**Text segment:**
↓↓↓

= Operational Studies Group =

Publisher of board wargames

Logo

Operational Studies Group (OSG) is a publisher of board wargames.

==History==
Kevin Zucker, the Managing Editor at the wargame publisher Simulations Publications Inc. (SPI), left the company in January 1976. He and other ex-SPI employees started to plan a Napoleonic wargame that would be presented as a spiral-bound book. However the logistics of this format were beyond the ability of the group to create economically, and in the end, the group changed the design to a ziplock bag game titled Napoleon at Bay. In order to publish the game, Zucker formed the company Tactical Studies Group, and convinced George Blagowidow, the owner of Hippocrene Books and distributor of SPI wargames, to buy 800 copies. On the basis of that sale, Zucker convinced SPI's printer to print 2000 copies. Zucker went to Origins '78 with the ziplock game and sold 250 copies.

Due to the similarity of "Tactical Studies Group" and "Tactical Studies Rules" (TSR — the publishers of Dungeons & Dragons), Zucker changed the name of his company to Operational Studies Group (OSG) and published the World War II wargames Panzerkrieg and Rommel & Tunisia. At the 1978 Origins Awards, Napoleon at Bay was a finalist for the Charles S. Roberts Award for "Best Pre-Twentieth Century Game". The following year, Zucker designed Napoleon at Leipzig, which won the Charles S. Roberts award for "Best Pre-Twentieth Century Game".

↑↑↑

**Data extract:**
↓↓↓

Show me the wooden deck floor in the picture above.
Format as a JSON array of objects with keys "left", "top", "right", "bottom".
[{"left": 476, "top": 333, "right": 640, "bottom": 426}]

↑↑↑

**What to do:**
a: Write out the stretch of the Operational Studies Group history from "Operational Studies Group (OSG) is" through "sold 250 copies.", swapping "ziplock" for "resealable plastic".
b: Summarize the Operational Studies Group history in two sentences.
c: List every company named in the Operational Studies Group history.

**Solved tasks:**
a:
Operational Studies Group (OSG) is a publisher of board wargames.

==History==
Kevin Zucker, the Managing Editor at the wargame publisher Simulations Publications Inc. (SPI), left the company in January 1976. He and other ex-SPI employees started to plan a Napoleonic wargame that would be presented as a spiral-bound book. However the logistics of this format were beyond the ability of the group to create economically, and in the end, the group changed the design to a resealable plastic bag game titled Napoleon at Bay. In order to publish the game, Zucker formed the company Tactical Studies Group, and convinced George Blagowidow, the owner of Hippocrene Books and distributor of SPI wargames, to buy 800 copies. On the basis of that sale, Zucker convinced SPI's printer to print 2000 copies. Zucker went to Origins '78 with the resealable plastic game and sold 250 copies.

b: After leaving SPI in 1976, Kevin Zucker formed Tactical Studies Group to publish Napoleon at Bay, a ziplock bag game. Because that name was similar to Tactical Studies Rules, he renamed the company Operational Studies Group, which also published Panzerkrieg and Rommel & Tunisia, and his later design Napoleon at Leipzig won the Charles S. Roberts Award for "Best Pre-Twentieth Century Game".

c:
- Operational Studies Group (OSG)
- Simulations Publications Inc. (SPI)
- Tactical Studies Group
- Hippocrene Books
- Tactical Studies Rules (TSR)